▶ _GIVEN REQUEST_
Please copy the following records word for word, leaving out the pictures.

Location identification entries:
..............................
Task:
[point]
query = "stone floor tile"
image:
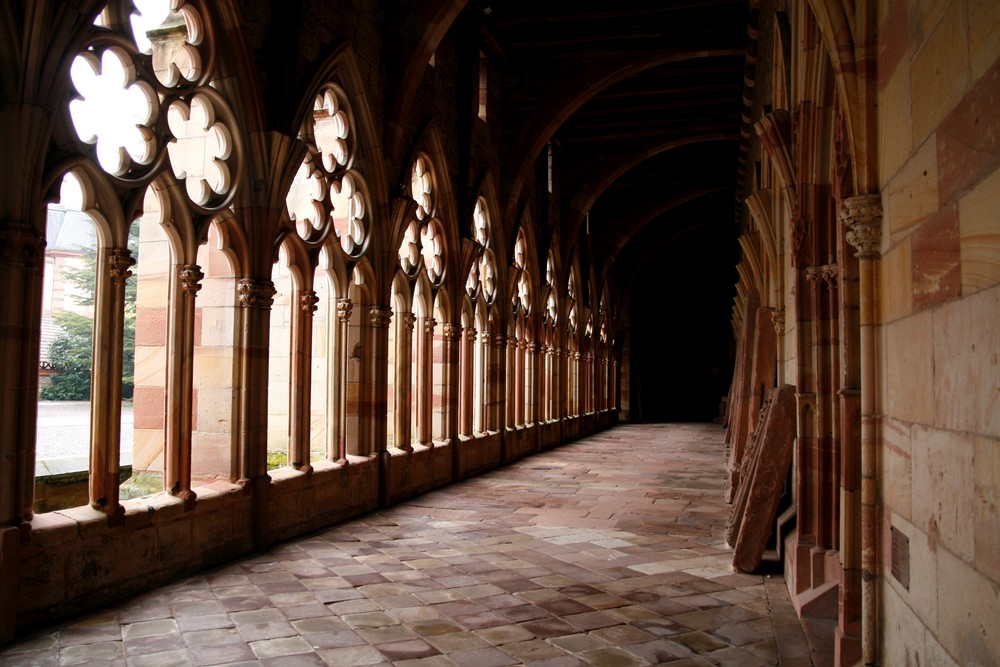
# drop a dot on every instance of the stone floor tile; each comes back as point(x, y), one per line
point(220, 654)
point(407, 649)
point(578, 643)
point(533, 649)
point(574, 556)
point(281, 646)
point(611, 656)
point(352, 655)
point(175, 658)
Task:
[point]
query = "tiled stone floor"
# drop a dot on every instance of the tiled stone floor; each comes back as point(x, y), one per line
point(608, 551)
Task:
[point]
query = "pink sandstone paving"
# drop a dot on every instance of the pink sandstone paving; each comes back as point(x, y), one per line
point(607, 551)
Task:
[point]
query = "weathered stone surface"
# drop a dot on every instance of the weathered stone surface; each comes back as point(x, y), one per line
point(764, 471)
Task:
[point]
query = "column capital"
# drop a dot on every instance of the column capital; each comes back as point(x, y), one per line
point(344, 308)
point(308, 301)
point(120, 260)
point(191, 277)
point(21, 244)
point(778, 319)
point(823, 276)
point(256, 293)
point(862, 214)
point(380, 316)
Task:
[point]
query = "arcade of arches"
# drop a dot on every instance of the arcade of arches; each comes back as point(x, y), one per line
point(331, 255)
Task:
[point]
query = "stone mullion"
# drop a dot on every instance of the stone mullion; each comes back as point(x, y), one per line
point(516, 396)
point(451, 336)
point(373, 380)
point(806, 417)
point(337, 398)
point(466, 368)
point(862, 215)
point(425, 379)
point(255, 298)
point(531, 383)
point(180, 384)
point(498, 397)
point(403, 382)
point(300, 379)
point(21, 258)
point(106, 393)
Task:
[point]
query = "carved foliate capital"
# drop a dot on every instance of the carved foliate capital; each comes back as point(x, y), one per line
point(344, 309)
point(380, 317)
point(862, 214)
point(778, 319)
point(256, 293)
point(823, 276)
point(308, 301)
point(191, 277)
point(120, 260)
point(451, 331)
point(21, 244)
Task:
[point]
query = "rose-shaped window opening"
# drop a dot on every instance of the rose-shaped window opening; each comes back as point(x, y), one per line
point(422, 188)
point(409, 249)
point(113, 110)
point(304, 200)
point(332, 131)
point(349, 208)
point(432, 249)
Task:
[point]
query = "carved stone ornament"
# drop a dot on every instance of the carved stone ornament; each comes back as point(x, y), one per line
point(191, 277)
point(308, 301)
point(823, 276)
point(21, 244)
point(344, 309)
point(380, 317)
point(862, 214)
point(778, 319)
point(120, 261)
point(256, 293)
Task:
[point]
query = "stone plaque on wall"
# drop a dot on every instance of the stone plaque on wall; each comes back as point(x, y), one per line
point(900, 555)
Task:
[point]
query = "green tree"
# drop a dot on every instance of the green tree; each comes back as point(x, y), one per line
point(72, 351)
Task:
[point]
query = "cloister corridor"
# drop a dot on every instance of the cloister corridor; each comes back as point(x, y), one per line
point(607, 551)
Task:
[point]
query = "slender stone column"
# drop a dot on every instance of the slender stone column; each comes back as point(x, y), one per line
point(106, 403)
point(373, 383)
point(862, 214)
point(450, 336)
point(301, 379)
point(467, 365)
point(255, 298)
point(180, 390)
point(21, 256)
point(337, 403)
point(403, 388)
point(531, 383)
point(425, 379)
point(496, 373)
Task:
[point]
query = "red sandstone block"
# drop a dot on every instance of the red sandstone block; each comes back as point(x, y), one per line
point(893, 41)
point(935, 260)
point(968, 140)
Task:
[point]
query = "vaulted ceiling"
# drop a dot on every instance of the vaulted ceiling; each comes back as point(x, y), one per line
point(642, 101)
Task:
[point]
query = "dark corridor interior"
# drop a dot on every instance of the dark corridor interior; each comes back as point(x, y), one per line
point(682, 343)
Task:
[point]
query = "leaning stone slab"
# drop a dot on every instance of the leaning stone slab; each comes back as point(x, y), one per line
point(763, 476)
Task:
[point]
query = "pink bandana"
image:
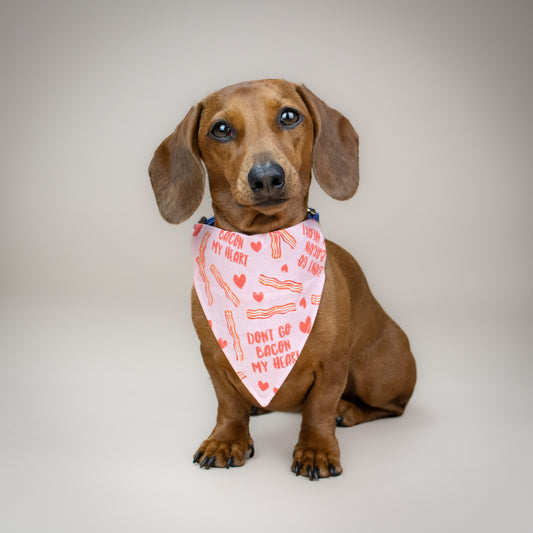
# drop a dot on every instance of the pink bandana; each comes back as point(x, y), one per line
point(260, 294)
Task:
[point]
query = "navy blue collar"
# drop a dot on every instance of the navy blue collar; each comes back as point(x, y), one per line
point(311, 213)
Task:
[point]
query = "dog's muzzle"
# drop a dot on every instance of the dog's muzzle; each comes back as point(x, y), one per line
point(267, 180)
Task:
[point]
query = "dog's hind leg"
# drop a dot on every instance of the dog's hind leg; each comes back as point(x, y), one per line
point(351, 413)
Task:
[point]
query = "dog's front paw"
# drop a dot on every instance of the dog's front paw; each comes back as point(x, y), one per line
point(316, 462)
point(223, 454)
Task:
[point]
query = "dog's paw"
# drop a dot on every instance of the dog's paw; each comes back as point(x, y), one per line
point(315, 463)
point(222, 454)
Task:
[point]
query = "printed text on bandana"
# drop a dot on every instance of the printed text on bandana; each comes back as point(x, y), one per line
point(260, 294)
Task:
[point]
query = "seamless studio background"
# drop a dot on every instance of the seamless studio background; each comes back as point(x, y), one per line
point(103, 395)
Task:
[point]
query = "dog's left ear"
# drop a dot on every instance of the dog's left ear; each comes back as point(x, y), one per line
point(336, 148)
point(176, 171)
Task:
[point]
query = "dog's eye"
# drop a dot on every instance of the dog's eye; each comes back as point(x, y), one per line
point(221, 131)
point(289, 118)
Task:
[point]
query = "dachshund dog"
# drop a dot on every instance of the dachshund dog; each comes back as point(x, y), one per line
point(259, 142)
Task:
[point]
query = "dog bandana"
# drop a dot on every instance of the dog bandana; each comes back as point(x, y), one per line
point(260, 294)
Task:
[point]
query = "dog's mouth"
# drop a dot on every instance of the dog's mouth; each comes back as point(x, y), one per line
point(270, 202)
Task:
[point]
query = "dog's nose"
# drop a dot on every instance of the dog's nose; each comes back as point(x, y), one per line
..............................
▶ _REPLY_
Task:
[point]
query = "stone floor tile"
image:
# drop a dot on every instance of the stone floor tile; each comes back as point(x, y), one per line
point(220, 654)
point(407, 649)
point(578, 643)
point(533, 649)
point(574, 556)
point(281, 646)
point(611, 656)
point(352, 655)
point(175, 658)
Task:
[point]
query = "tiled stone floor"
# drop a dot on every instance of the tiled stone floor; each comes back as point(x, y), one per line
point(608, 551)
Task:
[point]
query = "pink sandstone paving"
# drop a dot on every instance of the pink sandstone paving; each comes back as point(x, y), one per line
point(607, 551)
Task:
[point]
query = "weathered stone surface"
# drop a dot on every instance of the weathered stone surface; each comes back as point(x, y), one per line
point(764, 471)
Task:
[point]
query = "column capital"
# drop a dot on every instance of the column capital; each comes back as point(x, y), one per line
point(344, 308)
point(308, 301)
point(120, 260)
point(191, 277)
point(21, 244)
point(778, 319)
point(823, 276)
point(256, 293)
point(862, 214)
point(380, 316)
Task:
[point]
query = "arcade of arches"
# drop a dot on every instance of the arcade of arches; each comes back as point(x, y), one per line
point(331, 255)
Task:
[point]
query = "stone mullion"
# drop a dot on every instance of the stone mullion; each comes back as point(x, y), one per line
point(516, 396)
point(451, 336)
point(373, 380)
point(806, 417)
point(337, 398)
point(466, 368)
point(862, 215)
point(425, 379)
point(255, 298)
point(531, 383)
point(180, 384)
point(498, 397)
point(403, 382)
point(300, 379)
point(21, 258)
point(106, 393)
Task:
[point]
query = "carved foliate capital"
# drop a dot on every instance of the carved foliate capital; each comes back as point(x, y), one per line
point(344, 309)
point(380, 317)
point(862, 214)
point(778, 319)
point(256, 293)
point(823, 276)
point(308, 301)
point(191, 277)
point(120, 260)
point(451, 331)
point(21, 244)
Task:
[point]
query = "rose-shaped window opening"
# drop a dot on every instance of the rose-shaped window opening; each comes back as point(x, y), one per line
point(422, 188)
point(409, 249)
point(113, 110)
point(304, 200)
point(332, 131)
point(349, 208)
point(432, 249)
Task:
[point]
query = "carved stone ornament"
# drop a dot on every instance of the carved stone ornament; each comes back as point(x, y), one per line
point(191, 277)
point(308, 301)
point(823, 276)
point(21, 244)
point(344, 309)
point(380, 317)
point(862, 214)
point(778, 319)
point(120, 261)
point(256, 293)
Task:
[point]
query = "stone plaque on wall"
# drop a dot on every instance of the stone plaque on wall; each comes back as point(x, y), one per line
point(900, 555)
Task:
[point]
query = "green tree"
# drop a dot on every instance of the green tree; each comes back as point(x, y), one per line
point(72, 351)
Task:
[point]
query = "cloister corridor"
# drop a dot on every instance of the cloister corridor; each comes back as point(x, y), one per line
point(607, 551)
Task:
[point]
query = "slender stone column"
# drop a dot on every instance of the slender stone column; each comes back as point(x, y), one per line
point(106, 403)
point(373, 383)
point(862, 214)
point(450, 336)
point(301, 379)
point(467, 365)
point(255, 298)
point(180, 390)
point(21, 256)
point(337, 403)
point(403, 388)
point(531, 383)
point(425, 379)
point(496, 373)
Task:
[point]
query = "red sandstone block"
# drop a dot on every instance of the red sandstone block; each comes back as point(x, y), one per line
point(893, 41)
point(935, 260)
point(968, 140)
Task:
[point]
query = "vaulted ceiling"
# drop a dot on every instance of the vaulted ceiling; each comes back as point(x, y), one per line
point(642, 101)
Task:
[point]
query = "dark corridor interior"
# drop a dot on every instance of the dark corridor interior; each comes back as point(x, y), one per line
point(682, 343)
Task:
[point]
query = "leaning stone slab"
# drop a dot on every instance of the leaning stone slab; each comes back as point(x, y), one per line
point(763, 476)
Task:
[point]
query = "pink bandana"
image:
# drop a dot on every instance of the pink bandana; each comes back as point(x, y), one per line
point(260, 294)
Task:
[point]
query = "navy blue collar"
# drop a dot on every instance of the navy blue collar; each comes back as point(x, y), one per line
point(311, 213)
Task:
[point]
query = "dog's muzzle"
# drop a dot on every instance of the dog's muzzle; each comes back as point(x, y), one per line
point(267, 180)
Task:
[point]
query = "dog's hind leg"
# drop a dot on every instance of the dog's hind leg; each comes back as point(x, y), one per line
point(351, 413)
Task:
[point]
query = "dog's front paw"
# drop a dot on every instance of the dog's front paw; each comes back as point(x, y), one per line
point(316, 462)
point(223, 454)
Task:
[point]
query = "dog's paw"
# drop a dot on every instance of the dog's paw; each comes back as point(x, y), one per line
point(315, 463)
point(222, 454)
Task:
[point]
query = "printed text on bandana"
# drop a dot on every instance of the printed text on bandana; each comes back as point(x, y), one per line
point(260, 294)
Task:
[point]
query = "seamless studio background"
# drop a dot on every instance of the seamless studio background; each comes back as point(x, y), one per line
point(103, 395)
Task:
[point]
query = "dog's left ear"
# drop a dot on every instance of the dog's left ear; each comes back as point(x, y), one per line
point(336, 148)
point(176, 171)
Task:
[point]
query = "dog's eye"
# drop a dot on every instance of the dog's eye; each comes back as point(x, y), one per line
point(221, 131)
point(289, 118)
Task:
[point]
query = "dachshund dog"
# drop a dot on every instance of the dachshund dog; each comes back as point(x, y), one per line
point(259, 142)
Task:
[point]
query = "dog bandana"
# drop a dot on every instance of the dog bandana; each comes back as point(x, y), one per line
point(260, 294)
Task:
[point]
query = "dog's mouth"
# drop a dot on every instance of the dog's mouth; each comes back as point(x, y), one per line
point(270, 202)
Task:
[point]
query = "dog's nose"
# drop a dot on every instance of the dog's nose; each comes back as point(x, y), one per line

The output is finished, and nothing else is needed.